Em entrevista, Fagner resgata amizade e parceria musical com Luiz Gonzaga

Cantor e compositor cearense lançou junto ao Rei do Baião o LP "Luiz Gonzaga & Fagner" (1984), no qual interpretou sucessos do mestre. A dobradinha se repetiu em 1987, no disco "Gonzagão & Fagner 2 - Abc do Sertão", revisitando o repertório de Seu Lua

Escrito por Felipe Gurgel , felipe.gurgel@diariodonordeste.com.br
Legenda: Capa do álbum "Gonzagão & Fagner" 2 (1987)
Foto: Divulgação

Raimundo Fagner testemunhou de perto os últimos anos de vida de Luiz Gonzaga (1912-1989). A parceria se consolidou no que de melhor os dois nordestinos conheciam e criavam, a música. O filho de Orós esmiuça memórias de quase quatro décadas atrás e ilumina um Gonzagão em contato com uma nova geração de músicos, porém contrariado com o mercado fonográfico vigente.

▶ [MATERIAL FORNECIDO]:
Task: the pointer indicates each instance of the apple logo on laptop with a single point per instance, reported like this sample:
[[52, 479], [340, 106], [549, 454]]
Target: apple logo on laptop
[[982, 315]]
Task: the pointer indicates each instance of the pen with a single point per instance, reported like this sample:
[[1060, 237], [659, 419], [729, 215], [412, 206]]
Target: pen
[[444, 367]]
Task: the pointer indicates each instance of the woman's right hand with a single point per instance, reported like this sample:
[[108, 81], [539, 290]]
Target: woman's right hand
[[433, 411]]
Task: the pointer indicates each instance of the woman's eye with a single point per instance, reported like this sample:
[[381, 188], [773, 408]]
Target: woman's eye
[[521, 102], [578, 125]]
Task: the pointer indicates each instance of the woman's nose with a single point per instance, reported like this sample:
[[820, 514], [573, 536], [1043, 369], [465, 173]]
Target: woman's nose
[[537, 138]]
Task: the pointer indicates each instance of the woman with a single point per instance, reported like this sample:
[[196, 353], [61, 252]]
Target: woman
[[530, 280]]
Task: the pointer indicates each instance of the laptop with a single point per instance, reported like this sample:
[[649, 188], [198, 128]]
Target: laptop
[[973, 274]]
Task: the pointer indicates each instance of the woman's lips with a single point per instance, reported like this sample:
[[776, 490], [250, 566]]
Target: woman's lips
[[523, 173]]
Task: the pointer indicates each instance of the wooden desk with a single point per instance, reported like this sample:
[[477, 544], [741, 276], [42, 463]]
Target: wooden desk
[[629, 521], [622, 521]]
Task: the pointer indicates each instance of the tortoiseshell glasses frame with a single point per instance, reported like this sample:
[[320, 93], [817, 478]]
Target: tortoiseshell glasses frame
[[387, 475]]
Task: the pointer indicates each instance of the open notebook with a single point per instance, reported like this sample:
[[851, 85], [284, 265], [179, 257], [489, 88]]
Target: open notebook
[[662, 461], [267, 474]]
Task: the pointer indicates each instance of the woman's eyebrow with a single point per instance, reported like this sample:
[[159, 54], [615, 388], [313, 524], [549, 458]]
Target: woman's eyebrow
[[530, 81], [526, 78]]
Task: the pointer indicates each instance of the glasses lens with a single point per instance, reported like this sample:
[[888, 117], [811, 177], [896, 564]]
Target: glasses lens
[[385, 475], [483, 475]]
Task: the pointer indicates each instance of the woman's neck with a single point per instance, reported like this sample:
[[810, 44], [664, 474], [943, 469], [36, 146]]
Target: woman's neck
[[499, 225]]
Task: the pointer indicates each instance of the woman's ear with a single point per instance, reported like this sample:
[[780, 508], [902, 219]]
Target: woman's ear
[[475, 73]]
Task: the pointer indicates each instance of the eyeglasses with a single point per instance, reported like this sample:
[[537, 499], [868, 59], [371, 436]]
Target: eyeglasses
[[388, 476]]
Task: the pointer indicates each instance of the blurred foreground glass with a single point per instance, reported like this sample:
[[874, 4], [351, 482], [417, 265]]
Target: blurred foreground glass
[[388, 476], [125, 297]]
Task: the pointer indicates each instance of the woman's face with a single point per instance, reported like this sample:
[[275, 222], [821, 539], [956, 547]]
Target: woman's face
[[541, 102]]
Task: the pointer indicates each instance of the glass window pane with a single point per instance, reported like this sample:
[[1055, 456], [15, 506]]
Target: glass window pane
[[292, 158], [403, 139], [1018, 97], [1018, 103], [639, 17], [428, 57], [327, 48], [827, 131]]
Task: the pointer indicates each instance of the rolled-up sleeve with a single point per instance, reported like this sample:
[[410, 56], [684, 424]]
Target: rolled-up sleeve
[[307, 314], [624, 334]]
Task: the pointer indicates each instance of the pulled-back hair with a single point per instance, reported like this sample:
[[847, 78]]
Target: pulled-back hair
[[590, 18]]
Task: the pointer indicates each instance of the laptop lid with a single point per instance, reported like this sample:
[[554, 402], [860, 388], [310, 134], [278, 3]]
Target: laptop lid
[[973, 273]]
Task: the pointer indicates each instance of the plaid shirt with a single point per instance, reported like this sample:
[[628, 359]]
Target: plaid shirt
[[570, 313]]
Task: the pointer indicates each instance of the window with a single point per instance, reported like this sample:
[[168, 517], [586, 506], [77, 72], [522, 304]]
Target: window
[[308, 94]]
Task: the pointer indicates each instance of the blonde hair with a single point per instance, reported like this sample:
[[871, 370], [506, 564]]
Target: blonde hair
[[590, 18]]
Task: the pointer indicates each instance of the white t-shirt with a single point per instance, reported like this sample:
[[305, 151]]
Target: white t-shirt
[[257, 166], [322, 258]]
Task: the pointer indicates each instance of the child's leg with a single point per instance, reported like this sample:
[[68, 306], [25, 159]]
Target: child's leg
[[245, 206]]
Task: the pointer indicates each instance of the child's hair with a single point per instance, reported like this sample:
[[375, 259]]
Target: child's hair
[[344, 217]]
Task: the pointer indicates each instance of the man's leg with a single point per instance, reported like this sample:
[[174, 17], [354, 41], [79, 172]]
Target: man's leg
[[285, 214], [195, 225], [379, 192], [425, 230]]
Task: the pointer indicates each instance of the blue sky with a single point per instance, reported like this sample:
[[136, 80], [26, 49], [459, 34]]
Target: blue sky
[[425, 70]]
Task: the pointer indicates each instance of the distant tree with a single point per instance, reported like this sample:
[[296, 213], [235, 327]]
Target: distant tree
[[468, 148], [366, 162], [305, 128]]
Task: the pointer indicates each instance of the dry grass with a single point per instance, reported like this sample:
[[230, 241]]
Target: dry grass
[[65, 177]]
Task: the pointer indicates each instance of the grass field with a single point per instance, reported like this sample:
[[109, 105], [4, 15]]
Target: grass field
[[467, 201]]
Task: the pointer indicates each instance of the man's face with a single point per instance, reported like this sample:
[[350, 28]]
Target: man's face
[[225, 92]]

▶ [TAREFAS OBRIGATÓRIAS]:
#1 Segundo o texto sobre Fagner e Luiz Gonzaga, em que ano foi lançado o LP "Luiz Gonzaga & Fagner"?
#2 Redigite sem alterações as linhas dos registros a partir da que contém "Task: the pointer indicates each instance of the white" até a que contém "[[285, 214], [195, 225], [379, 192], [425, 230]]", incluindo as duas.

▶ [RESPOSTAS]:
#1 Em 1984.

#2
Task: the pointer indicates each instance of the white t-shirt with a single point per instance, reported like this sample:
[[305, 151]]
Target: white t-shirt
[[257, 166], [322, 258]]
Task: the pointer indicates each instance of the child's leg with a single point per instance, reported like this sample:
[[68, 306], [25, 159]]
Target: child's leg
[[245, 206]]
Task: the pointer indicates each instance of the child's hair with a single point per instance, reported like this sample:
[[375, 259]]
Target: child's hair
[[344, 217]]
Task: the pointer indicates each instance of the man's leg with a single point per instance, reported like this sample:
[[174, 17], [354, 41], [79, 172]]
Target: man's leg
[[285, 214], [195, 225], [379, 192], [425, 230]]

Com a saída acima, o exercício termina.